Reproduce all of the listing below without alteration.

:: Entries supplied

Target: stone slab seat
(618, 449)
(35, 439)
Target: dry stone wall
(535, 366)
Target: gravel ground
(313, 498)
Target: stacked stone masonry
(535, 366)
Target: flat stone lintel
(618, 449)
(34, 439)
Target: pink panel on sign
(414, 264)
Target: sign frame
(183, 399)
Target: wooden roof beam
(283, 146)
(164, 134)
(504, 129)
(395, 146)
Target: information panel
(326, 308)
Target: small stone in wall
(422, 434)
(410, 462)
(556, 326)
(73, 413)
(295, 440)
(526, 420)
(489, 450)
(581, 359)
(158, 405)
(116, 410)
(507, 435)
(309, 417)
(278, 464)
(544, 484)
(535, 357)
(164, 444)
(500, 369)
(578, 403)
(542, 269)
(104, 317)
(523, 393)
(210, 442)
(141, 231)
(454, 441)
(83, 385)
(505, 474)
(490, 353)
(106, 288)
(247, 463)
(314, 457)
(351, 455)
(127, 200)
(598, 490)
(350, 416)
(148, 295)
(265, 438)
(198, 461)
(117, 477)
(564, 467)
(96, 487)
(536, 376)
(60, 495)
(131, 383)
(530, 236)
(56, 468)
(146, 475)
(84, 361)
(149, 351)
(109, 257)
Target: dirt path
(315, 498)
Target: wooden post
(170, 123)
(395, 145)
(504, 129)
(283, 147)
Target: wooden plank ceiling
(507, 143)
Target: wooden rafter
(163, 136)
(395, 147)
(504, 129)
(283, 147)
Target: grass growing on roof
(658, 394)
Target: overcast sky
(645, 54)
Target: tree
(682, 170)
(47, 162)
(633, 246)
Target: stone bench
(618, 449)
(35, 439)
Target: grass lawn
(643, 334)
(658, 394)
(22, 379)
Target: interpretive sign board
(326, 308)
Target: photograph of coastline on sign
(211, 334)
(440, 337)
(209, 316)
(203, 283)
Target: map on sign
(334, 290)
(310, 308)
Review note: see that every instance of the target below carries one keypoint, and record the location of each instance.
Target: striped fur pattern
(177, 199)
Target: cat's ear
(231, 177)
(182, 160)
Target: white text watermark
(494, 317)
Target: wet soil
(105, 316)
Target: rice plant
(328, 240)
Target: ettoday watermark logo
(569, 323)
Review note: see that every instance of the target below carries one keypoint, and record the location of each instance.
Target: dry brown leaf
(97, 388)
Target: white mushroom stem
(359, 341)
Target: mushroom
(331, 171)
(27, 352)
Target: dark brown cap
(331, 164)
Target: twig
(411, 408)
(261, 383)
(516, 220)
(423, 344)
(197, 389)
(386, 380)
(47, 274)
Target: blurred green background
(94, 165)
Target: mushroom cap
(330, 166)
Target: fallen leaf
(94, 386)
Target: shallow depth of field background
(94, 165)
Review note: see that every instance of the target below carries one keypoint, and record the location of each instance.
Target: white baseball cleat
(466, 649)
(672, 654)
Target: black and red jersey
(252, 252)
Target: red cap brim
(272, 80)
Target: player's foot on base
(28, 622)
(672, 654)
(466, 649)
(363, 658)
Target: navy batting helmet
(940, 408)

::::

▶ _Result of the task_:
Target: stone slab seat
(618, 449)
(35, 439)
Target: dry stone wall
(535, 366)
Target: gravel ground
(313, 498)
Target: stacked stone masonry
(535, 366)
Target: flat stone lintel
(618, 449)
(34, 439)
Target: pink panel on sign
(414, 264)
Target: sign frame
(183, 399)
Target: wooden roof beam
(283, 146)
(164, 134)
(504, 129)
(395, 146)
Target: information panel
(326, 308)
Target: small stone in wall
(422, 434)
(410, 462)
(556, 326)
(73, 413)
(295, 440)
(526, 420)
(489, 450)
(581, 359)
(158, 405)
(116, 410)
(507, 435)
(309, 417)
(278, 464)
(544, 484)
(535, 357)
(164, 444)
(500, 369)
(578, 403)
(542, 269)
(104, 317)
(523, 393)
(210, 442)
(141, 231)
(454, 441)
(83, 385)
(505, 474)
(490, 353)
(106, 288)
(247, 463)
(314, 457)
(351, 455)
(127, 200)
(598, 490)
(350, 416)
(148, 295)
(265, 438)
(198, 461)
(117, 477)
(564, 467)
(96, 487)
(536, 376)
(60, 495)
(131, 383)
(530, 236)
(56, 468)
(146, 475)
(84, 361)
(149, 351)
(109, 257)
Target: dirt path
(315, 498)
Target: wooden post
(170, 123)
(395, 145)
(504, 129)
(283, 147)
Target: wooden plank ceiling
(507, 143)
Target: wooden rafter
(163, 136)
(395, 147)
(504, 129)
(283, 147)
Target: grass growing on roof
(658, 394)
Target: overcast sky
(645, 54)
Target: tree
(682, 170)
(47, 162)
(633, 246)
Target: stone bench
(618, 449)
(35, 439)
Target: grass lawn
(643, 334)
(658, 394)
(22, 379)
Target: interpretive sign board
(326, 308)
Target: photograph of coastline on sign
(211, 334)
(440, 337)
(209, 316)
(203, 283)
Target: map on sign
(334, 290)
(310, 308)
Review note: see that every instance of the target below carries one keypoint, and record the location of each instance.
Target: striped fur pattern
(177, 199)
Target: cat's ear
(231, 177)
(182, 160)
Target: white text watermark
(494, 317)
Target: wet soil
(105, 316)
Target: rice plant
(328, 240)
Target: ettoday watermark logo
(569, 323)
Review note: see that every instance of the target below carries one keypoint, and record the location of each instance.
Target: dry brown leaf
(97, 388)
Target: white mushroom stem
(359, 341)
Target: mushroom
(331, 171)
(27, 352)
Target: dark brown cap
(331, 164)
Target: twig
(411, 408)
(261, 383)
(516, 220)
(423, 344)
(197, 389)
(386, 380)
(47, 274)
Target: blurred green background
(94, 165)
Target: mushroom cap
(330, 166)
Target: fallen leaf
(94, 386)
Target: shallow depth of field background
(94, 165)
Review note: see that every instance of the target below carries one keypoint, and record the location of each instance.
Target: white baseball cleat
(466, 649)
(672, 654)
Target: black and red jersey
(252, 252)
Target: red cap brim
(272, 80)
Target: player's foot on base
(28, 622)
(672, 654)
(466, 649)
(363, 658)
Target: navy batting helmet
(940, 408)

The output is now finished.